Thursday, December 26, 2013

Despite All the Glitter, "Smaug" Breathes Real Fire

I wrote last year about Peter Jackson's first installment of his turned-trilogy adaptation of Tolkien's hardly-masterwork, The Hobbit.  Reminiscent and yet cartoonish, thoughtful and yet embarrassingly brainless, the work seemed like a confused story from someone's family history.  Its sequel, "The Desolation of Smaug" comes across somewhat similarly.  As I saw it on Christmas day and I was thinking of food, I discovered that "Desolation" consists of a delicious, perfectly roasted Christmas turkey, into which has been stuffed thirty-five unwrapped Hershey's chocolate bars. There's enough there to chew on without the dessert already inside.



In short, even though the Hobbit's showing-off is as excessive as Gandalf's fireworks, the saga continues to live on with beautiful emotional fire, thanks to a good deal of love and respect for J.R.R. Tolkien, though the torch-carrying facebook mobs moan otherwise.

A problem is that much of it is puppy love--a sort of adolescent "Wow!" like a kid destroying his father's meticulous train set.  Peter Jackson throws us a few absolutely ridiculous bits: a twenty-minute barrel-ride, a silly magistrate-with-a-combover side story, a trippy Sauron flashback complete with lava lamp animations, and some dialogue and scenes that are just plain stupid.  Parts could easily turn into a drinking game: How many orc heads will roll?  How many times will Legolas slide across the screen like a tobogganer?  How many times will Peter Jackson try to make us believe that Bard and Thorin are as cool as Aragorn?

In other moments, however, the love for Tolkien seems like it is walking hand in hand with the Old Master himself, bushy-eyebrowed and weird and wise.  One can imagine Tolkien pointing out the potential allegories here, laughing at a few little moments that bring churning blood and changing soul to The Hobbit.  



Nowhere would he be prouder, I think, than with Martin Freeman's Bilbo.  Bilbo doesn't get enough screen time in this film, and yet he dominates as the scurrying, scheming, steel-hearted would-be burglar.  He tells the great dragon near the end of this film's journey "I am he that walks unseen." Watching Bilbo come to his own, two parts burglar and one part hero, is the most compelling journey of the film.

• • •

— Instructions for the task —
Please resume the review of "The Desolation of Smaug," picking up after its final sentence. The lines after this have no connection to the film review.

• • •

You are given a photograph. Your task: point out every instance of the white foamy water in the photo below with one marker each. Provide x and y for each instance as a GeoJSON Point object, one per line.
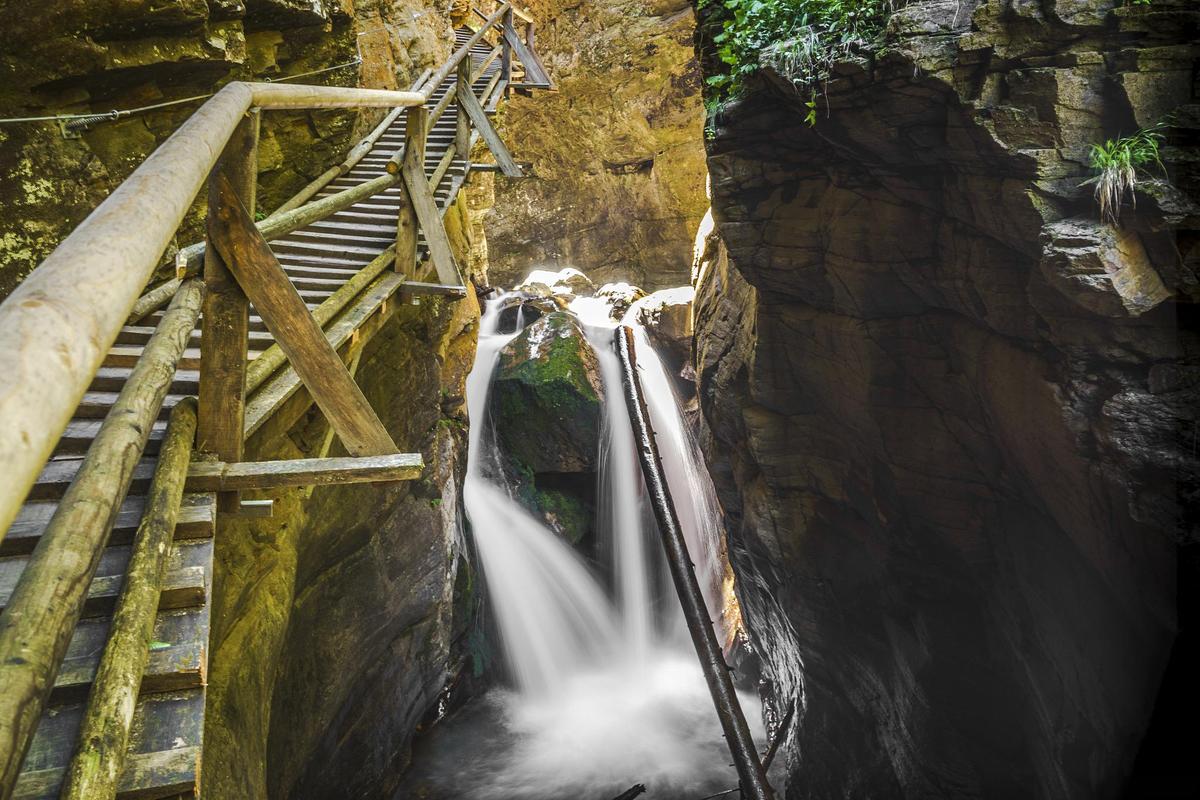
{"type": "Point", "coordinates": [609, 693]}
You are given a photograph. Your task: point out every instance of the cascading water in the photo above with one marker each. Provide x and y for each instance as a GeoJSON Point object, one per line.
{"type": "Point", "coordinates": [609, 692]}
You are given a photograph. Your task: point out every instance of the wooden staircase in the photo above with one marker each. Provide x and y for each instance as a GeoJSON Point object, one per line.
{"type": "Point", "coordinates": [166, 744]}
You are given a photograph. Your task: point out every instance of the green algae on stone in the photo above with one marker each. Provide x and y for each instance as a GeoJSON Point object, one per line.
{"type": "Point", "coordinates": [546, 397]}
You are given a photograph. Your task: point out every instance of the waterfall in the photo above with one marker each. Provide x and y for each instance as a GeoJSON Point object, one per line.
{"type": "Point", "coordinates": [552, 614]}
{"type": "Point", "coordinates": [609, 692]}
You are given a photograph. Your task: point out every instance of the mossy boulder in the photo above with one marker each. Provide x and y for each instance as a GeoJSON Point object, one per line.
{"type": "Point", "coordinates": [546, 397]}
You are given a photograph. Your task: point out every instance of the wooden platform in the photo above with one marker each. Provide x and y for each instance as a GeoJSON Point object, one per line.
{"type": "Point", "coordinates": [166, 749]}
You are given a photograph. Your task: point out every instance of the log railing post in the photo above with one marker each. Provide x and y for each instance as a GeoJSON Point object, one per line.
{"type": "Point", "coordinates": [462, 132]}
{"type": "Point", "coordinates": [105, 731]}
{"type": "Point", "coordinates": [48, 599]}
{"type": "Point", "coordinates": [417, 128]}
{"type": "Point", "coordinates": [507, 54]}
{"type": "Point", "coordinates": [226, 332]}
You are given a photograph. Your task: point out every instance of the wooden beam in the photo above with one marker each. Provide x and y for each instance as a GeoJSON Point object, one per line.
{"type": "Point", "coordinates": [51, 594]}
{"type": "Point", "coordinates": [57, 326]}
{"type": "Point", "coordinates": [273, 359]}
{"type": "Point", "coordinates": [298, 334]}
{"type": "Point", "coordinates": [507, 56]}
{"type": "Point", "coordinates": [105, 732]}
{"type": "Point", "coordinates": [417, 127]}
{"type": "Point", "coordinates": [415, 288]}
{"type": "Point", "coordinates": [533, 66]}
{"type": "Point", "coordinates": [430, 217]}
{"type": "Point", "coordinates": [471, 103]}
{"type": "Point", "coordinates": [154, 300]}
{"type": "Point", "coordinates": [217, 476]}
{"type": "Point", "coordinates": [226, 331]}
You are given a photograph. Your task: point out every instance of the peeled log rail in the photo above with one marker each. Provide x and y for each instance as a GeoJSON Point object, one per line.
{"type": "Point", "coordinates": [105, 732]}
{"type": "Point", "coordinates": [36, 626]}
{"type": "Point", "coordinates": [751, 777]}
{"type": "Point", "coordinates": [58, 325]}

• • •

— Exercise answer —
Freeman finds time, in a movie obsessed with cutting orc's heads off, for wordless soliloquies that express more than some characters do with speeches of babbling.  His relationship with the ring is only mentioned once on screen, but every time it appears we know what it costs him to use it again.  Because of Bilbo, a morality finds its way back in to a powerfully moral world which, if Peter Jackson's boyish side were left unchecked, might have disappeared entirely.



There are others to thank for the film's real emotion and beauty.  Peter is actually one of them.  His invented romance between Kili (the one dwarf who, looking at, you would legitimately consider dating) and the wood elf captain Tauriel flavors the story with a relief we need.  Played by Evangelline Lilly, who here secures my embarrassing and eternal devotion, Tauriel is a soulful addition to a world that benefits from her presence.  A few moments of their romance are silly, but one scene in the prison shows us the reason we believed that Peter Jackson could bring this world to life.  The wistful Tauriel sighs to Kili, who complains that the light of the stars seems cold and remote:

"All light is sacred to the Eldar.  Woodland elves love best the light of the stars.  I have walked there sometimes, beyond the forests and into the night.  I have seen the world fall away and the white light of forever fill the air."



As fantasies often do, The Hobbit and The Lord of the Rings pit dark against light.  For writers who don't know what they're doing, it's easy.  "Oh, the light is the good guys and the dark is the bad guys." Scenes like this, however, and many moments of The Hobbit, attempt to explore what the "light" really is.  The quarreling races wish for different outcomes--Thranduil wants sanctity, Biblo security, the dwarves a homeland, the people of Laketown prosperity--and they fight over their different hopes.  The film calls for unity.  The message resounds in Tauriel's question: "Are we not part of this world?"

The other elf that steals the show is the arrogant, cold Thranduil, (father of pre-Weight-Watchers Legolas) played by Lee Pace.  The macho actor might have not seemed like the right choice at first, but his slithering, overconfident King slides into the world of The Lord of the Rings as naturally as Madame Blanchett as Galadriel, and five times better than Hugo Weaving.

And let's not forget the reason we came to the mountain in the first place--Smaug, the massive gold-hoarding dragon, voiced by the renowned Benedict Cumberbatch.  His scene with Bilbo is as iconic and well-written as the Smeagol-Bilbo scene in the first film, and in many ways it does not disappoint.  Bilbo's wordplay delights, and in terms of a visual feast it's a hard contest between the dragon and the actor.

The dragon stuns visually, bathing in that sea of gold or soaring or breaking things.  Sadly, despite Mr. Cumberbatch's best efforts, the post team went to town on his voice and left a grunting cacophany.  The classical actor's clever inflections and smirk are mostly lost, though if you're listening for them, you may find them.  His dialogue flips between the beauty of Tolkien--"my teeth are swords, my claws are spears, my wings are a hurricane"--and silly things bad villains shout "I am fire!  I am death!"  His conclusion, like other parts of the film, sacrifices meaning and character for tricks and trifles.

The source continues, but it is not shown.